Journey to the Savage Planet puts you in the role of the intrepid, under-equipped, and probably under-trained, individual sent to planet AR Y-26 by Kindred Aerospace - the 4th best outer space exploration company there is! It's your job to determine if the planet could be suitable for human habitation, by roaming around and scanning things with your helmet.
You quickly determine you are not the first intelligent species to visit, and are ordered to investigate this mystery further, while continuing your other research, as well as gathering resources to upgrade your equipment so you can keep exploring.
The gameplay reminds me of Metroid Prime. First-person perspective, your weapon in your right hand, a visor mode you activate by pressing up on the D-pad, scanning plants, animals, alien artifacts, all kinds of stuff. You eventually get a Grapple Beam, sorry Proton Tether, and your backpack can be upgraded to give you a jetpack. But the jetpack functions more like a double-jump (eventually a triple and quadruple-jump if you upgrade it enough.)
There is no upgrade to let you curl up in a ball and roll around, though I'm sure your character will want to do after the first time they stumble upon their own corpse.
Yeah, the gameplay may be similar to Metroid Prime, right down to the immense amount of backtracking you do as upgrades grant access to places you had to pass by earlier, but the tone is not. Your ship is a broken-down, cramped piece of junk, where every time you enter the ship or wake up, annoying live-action ads start playing (which you can thankfully stop.) The reason you have to upgrade your equipment is because Kindred gave you cheap crap.
They did, however, do a complete genetic scan of you, so when you die, they just, clone another. You wake up in a tube on the ship (the sliding doors of the tube jam), and you're back in action! You also have an AI assistant who offers you platitudes like, "You did your best. It wasn't very good, but you tried,." Or, when you smack a certain creature, because the game encourages you to slap the creatures you meet, causing it to split into two creatures that shriek in fright like a terrified cartoon dog, "Great, it's twice as annoying now! Seriously, you should just kill it."
You're also given the option to set how chatty the AI is at the start of the game. I chose the medium option, where it mostly just provides information, but there was one for it to talk a lot, and another to silence it. But that seemed too mean. It's stuck on this ship on this shattered mess of a planet, too!

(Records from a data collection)
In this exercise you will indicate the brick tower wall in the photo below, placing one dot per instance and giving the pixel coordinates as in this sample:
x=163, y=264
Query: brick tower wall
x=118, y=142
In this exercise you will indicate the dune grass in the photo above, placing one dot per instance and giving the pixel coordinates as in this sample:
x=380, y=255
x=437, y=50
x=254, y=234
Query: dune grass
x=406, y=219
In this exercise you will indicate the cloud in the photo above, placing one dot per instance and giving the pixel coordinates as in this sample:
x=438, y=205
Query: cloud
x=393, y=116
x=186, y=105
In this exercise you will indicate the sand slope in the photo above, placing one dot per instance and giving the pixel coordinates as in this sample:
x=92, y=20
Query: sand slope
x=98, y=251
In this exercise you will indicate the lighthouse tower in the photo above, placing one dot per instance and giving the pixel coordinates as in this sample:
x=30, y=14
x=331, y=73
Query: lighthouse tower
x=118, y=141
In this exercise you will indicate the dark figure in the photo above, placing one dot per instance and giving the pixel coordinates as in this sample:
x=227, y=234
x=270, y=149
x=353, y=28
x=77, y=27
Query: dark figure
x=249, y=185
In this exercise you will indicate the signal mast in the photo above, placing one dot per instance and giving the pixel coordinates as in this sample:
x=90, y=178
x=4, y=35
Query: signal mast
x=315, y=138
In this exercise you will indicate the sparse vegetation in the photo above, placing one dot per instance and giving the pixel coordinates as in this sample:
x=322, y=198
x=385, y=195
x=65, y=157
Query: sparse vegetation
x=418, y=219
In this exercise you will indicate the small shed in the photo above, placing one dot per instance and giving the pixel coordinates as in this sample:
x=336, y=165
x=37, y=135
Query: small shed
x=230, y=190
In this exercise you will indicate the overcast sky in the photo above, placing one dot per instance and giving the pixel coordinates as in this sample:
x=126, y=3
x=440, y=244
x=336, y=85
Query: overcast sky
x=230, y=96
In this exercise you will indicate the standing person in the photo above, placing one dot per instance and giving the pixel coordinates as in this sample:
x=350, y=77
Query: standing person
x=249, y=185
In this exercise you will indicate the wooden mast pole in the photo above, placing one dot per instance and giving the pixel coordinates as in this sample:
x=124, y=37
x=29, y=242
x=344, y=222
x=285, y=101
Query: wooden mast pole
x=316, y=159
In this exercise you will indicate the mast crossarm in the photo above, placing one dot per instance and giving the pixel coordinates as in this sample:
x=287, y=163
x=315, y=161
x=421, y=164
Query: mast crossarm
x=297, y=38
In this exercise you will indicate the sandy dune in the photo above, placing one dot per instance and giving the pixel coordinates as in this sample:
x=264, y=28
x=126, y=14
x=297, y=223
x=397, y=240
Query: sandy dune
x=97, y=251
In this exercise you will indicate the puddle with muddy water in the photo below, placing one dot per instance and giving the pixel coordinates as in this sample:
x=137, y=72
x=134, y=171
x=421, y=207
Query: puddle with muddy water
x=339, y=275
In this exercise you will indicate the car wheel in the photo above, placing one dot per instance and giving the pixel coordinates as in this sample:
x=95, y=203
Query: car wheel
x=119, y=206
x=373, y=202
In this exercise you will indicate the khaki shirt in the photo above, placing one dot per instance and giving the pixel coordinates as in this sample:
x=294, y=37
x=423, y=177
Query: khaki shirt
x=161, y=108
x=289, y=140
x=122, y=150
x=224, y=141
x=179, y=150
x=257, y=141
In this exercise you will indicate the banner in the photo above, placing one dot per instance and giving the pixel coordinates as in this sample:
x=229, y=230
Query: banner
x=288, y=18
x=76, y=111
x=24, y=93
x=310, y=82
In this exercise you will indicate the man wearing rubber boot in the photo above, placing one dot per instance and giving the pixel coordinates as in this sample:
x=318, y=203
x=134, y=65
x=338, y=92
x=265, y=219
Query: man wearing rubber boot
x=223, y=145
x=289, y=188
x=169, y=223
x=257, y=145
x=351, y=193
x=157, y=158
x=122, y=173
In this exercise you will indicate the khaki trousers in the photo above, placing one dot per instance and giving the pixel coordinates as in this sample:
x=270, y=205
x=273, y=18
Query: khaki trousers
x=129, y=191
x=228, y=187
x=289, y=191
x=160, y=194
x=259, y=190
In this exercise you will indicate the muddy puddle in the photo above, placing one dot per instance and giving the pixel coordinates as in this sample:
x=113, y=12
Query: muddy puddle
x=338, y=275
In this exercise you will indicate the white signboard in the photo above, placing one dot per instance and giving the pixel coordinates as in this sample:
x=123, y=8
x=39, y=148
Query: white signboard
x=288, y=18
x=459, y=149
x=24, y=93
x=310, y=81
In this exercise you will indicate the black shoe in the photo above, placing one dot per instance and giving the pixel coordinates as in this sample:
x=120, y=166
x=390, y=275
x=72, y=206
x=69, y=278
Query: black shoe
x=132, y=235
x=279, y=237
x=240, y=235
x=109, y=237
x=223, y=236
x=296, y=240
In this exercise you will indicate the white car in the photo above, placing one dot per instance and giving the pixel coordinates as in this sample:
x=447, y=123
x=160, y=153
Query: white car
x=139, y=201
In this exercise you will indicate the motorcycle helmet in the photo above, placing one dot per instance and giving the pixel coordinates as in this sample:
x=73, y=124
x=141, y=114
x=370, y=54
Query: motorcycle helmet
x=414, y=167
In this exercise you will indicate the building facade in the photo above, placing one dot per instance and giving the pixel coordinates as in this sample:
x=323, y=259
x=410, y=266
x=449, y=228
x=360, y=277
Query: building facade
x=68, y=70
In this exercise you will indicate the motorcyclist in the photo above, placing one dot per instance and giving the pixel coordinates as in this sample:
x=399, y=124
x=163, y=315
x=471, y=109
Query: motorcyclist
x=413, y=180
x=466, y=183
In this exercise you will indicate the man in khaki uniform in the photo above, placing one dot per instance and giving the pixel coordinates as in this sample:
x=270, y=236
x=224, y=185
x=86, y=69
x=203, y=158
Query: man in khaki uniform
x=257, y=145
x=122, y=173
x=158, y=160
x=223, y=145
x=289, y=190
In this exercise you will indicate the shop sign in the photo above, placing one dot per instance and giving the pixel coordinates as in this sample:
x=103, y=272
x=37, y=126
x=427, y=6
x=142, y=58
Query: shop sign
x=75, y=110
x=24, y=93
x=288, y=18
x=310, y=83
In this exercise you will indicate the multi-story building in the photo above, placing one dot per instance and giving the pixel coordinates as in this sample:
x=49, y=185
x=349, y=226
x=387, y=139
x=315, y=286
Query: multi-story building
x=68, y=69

_Task statement_
Write the next part of the review of Journey to the Savage Planet, starting after its final sentence. The records are separate from the text and unrelated to it.

_Exercise result_
A lot of the game is platforming, finding some way to make it from Point A to B. In recognition of the fact that not everyone is going to prioritize the same upgrades, the game usually provides multiple routes or approaches, depending on what tools and devices you have. You might use the Proton Tether for a direct approach, or the Gelatinous Blob (which acts a springboard) combined with the jetpack booster for a longer route of leaping from rocky outcropping to rocky outcropping.
One thing I would have really appreciated was a map function. The visor does have a vague ability to show you a bright symbol indicating your current objective and its distance (or highlight fuel sources or alien artifacts if you upgrade the visor enough.) But trying to figure out which way to even begin going from your Point A to reach your Point B, let alone how, can be a hassle. Plus, for a game that encourages backtracking, the lack of a map makes it hard to remember where I've revisited or where I saw that one weak rock seal earlier that I can break through now that I have the Stomp ability.
Boss and sub-boss fights are mostly a matter of dodging around and shooting the parts of the enemy that glow or light up when the opportunity presents itself. The sub-bosses tend to be very quick, so you have to time your dodges carefully so they rush by, exposing their backs. The bosses are typically enormous and sedentary, but they have ways of making the few safe platforms unsafe, so that it's difficult to find a way to stand still long enough to shoot anything. the targeting on your laser pistol is pretty forgiving, but there's no lock-on targeting.
I got 100% completion in about 20 hours, and beat the story in 2-3 hours less than that, so it's not a long game. I had fun with it, and got a few laughs, so maybe that's good. It doesn't overstay its welcome.